___ Data provided ___

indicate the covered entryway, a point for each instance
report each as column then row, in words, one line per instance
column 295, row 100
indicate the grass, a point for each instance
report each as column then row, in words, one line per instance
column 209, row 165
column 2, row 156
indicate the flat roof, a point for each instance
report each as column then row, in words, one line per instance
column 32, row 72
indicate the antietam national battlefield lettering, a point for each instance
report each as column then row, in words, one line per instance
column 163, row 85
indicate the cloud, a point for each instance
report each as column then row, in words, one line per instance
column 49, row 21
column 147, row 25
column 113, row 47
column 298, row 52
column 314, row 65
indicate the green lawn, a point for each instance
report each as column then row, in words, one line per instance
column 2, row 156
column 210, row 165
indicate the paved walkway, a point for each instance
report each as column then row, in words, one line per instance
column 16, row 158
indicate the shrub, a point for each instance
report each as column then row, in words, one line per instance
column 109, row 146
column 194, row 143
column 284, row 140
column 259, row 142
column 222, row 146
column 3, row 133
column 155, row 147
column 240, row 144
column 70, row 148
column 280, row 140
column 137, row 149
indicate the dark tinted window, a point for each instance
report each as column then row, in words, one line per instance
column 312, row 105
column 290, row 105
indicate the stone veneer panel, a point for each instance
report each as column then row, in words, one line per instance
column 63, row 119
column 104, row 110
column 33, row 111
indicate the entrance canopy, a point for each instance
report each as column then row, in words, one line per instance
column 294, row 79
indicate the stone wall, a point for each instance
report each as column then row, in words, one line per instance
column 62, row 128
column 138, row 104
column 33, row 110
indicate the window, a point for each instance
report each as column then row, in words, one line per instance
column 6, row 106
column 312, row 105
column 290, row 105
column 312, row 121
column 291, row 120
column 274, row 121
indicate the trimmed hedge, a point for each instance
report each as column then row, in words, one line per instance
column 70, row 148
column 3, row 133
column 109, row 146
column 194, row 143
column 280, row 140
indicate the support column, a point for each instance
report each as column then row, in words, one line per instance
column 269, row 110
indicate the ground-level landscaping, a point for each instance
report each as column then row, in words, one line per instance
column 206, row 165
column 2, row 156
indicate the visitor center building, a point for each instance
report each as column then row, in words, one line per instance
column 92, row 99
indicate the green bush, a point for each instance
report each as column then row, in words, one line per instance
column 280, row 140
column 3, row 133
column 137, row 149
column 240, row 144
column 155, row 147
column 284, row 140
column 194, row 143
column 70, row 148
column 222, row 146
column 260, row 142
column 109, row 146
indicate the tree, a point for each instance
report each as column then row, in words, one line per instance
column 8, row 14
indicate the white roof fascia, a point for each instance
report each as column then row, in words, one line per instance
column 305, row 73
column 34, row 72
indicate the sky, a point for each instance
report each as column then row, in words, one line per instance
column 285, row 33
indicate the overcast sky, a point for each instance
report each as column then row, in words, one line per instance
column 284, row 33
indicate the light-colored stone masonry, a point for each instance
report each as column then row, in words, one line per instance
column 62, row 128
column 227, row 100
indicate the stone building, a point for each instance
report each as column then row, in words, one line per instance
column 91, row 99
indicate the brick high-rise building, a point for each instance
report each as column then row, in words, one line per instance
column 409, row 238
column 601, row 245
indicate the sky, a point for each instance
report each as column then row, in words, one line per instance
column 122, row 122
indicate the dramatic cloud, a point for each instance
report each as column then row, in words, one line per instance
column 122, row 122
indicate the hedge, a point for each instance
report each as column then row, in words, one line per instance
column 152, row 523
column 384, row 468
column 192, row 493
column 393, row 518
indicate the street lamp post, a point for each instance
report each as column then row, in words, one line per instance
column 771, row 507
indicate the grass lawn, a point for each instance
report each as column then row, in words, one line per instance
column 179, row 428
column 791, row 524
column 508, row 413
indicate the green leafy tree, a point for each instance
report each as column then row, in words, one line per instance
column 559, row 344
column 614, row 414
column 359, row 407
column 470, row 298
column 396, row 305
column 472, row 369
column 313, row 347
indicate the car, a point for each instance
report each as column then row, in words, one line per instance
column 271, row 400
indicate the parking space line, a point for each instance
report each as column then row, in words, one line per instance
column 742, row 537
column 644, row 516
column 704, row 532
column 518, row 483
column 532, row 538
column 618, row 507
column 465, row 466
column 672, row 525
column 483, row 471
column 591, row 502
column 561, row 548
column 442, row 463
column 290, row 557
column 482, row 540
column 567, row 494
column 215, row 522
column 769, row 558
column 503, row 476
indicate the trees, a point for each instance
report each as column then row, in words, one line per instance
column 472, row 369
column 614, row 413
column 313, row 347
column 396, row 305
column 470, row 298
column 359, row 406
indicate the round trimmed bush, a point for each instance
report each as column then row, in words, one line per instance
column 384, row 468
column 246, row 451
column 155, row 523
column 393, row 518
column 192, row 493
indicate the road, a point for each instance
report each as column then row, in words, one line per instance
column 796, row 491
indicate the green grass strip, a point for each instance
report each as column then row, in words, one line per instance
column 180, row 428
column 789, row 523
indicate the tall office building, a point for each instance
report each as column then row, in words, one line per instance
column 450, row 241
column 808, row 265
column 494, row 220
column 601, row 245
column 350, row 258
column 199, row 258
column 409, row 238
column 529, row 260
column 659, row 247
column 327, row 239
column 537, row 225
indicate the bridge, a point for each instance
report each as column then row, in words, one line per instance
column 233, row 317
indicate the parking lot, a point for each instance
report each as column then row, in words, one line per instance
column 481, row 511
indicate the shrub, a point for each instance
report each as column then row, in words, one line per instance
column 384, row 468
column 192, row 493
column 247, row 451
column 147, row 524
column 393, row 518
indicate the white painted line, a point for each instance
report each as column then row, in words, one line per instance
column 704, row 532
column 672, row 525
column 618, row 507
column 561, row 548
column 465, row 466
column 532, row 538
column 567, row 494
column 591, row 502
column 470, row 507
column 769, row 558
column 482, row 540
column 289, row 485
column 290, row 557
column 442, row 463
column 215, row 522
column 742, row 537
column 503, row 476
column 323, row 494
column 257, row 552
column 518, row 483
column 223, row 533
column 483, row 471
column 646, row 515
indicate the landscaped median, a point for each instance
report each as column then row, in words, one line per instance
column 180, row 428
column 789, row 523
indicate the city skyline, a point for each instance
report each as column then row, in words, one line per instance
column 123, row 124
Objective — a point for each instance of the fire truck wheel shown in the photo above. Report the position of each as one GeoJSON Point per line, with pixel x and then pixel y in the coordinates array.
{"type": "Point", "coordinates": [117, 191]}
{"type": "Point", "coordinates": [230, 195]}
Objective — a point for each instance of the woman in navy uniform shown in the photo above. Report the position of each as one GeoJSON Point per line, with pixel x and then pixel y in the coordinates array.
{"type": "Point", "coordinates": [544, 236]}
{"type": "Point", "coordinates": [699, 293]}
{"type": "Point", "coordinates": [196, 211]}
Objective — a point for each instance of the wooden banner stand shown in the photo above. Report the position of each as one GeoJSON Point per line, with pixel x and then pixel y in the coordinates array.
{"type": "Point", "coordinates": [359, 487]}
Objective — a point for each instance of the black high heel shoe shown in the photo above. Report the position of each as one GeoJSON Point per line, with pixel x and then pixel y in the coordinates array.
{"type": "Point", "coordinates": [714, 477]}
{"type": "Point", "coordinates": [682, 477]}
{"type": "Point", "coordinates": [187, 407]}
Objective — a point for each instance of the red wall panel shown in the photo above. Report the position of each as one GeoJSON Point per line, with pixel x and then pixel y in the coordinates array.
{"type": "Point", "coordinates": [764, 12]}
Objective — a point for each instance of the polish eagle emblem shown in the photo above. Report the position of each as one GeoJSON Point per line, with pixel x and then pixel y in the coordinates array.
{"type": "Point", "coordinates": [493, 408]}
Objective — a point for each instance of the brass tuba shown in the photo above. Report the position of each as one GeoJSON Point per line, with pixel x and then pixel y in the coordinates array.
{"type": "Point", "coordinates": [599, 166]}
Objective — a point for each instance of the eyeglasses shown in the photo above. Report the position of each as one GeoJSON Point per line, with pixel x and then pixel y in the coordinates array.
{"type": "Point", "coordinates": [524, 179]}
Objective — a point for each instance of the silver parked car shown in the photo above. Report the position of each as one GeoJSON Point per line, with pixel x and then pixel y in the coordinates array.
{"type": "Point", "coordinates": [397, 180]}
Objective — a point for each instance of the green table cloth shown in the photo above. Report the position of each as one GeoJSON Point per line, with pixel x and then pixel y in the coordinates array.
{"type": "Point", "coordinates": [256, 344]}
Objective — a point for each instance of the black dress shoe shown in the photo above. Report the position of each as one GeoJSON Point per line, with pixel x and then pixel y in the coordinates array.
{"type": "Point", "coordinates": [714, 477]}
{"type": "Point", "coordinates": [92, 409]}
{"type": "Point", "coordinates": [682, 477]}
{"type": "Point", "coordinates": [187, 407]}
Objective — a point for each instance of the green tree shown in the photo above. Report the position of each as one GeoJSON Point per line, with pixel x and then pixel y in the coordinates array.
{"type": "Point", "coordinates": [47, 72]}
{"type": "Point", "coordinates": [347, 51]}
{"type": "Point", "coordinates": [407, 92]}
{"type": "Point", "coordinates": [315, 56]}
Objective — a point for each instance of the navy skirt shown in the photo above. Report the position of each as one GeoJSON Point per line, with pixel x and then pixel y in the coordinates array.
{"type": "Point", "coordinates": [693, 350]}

___

Problem to work on = Can you repeat the entries from the line containing "Objective — a point for each instance of the navy" through the last entry, inclusive, with "navy skirt" swapped for "dark blue skirt" and nothing else altered?

Response below =
Objective — a point for each instance of the dark blue skirt shown in the photo above. Report the position of each as one GeoJSON Point per line, with pixel x and then pixel y in the coordinates array.
{"type": "Point", "coordinates": [693, 350]}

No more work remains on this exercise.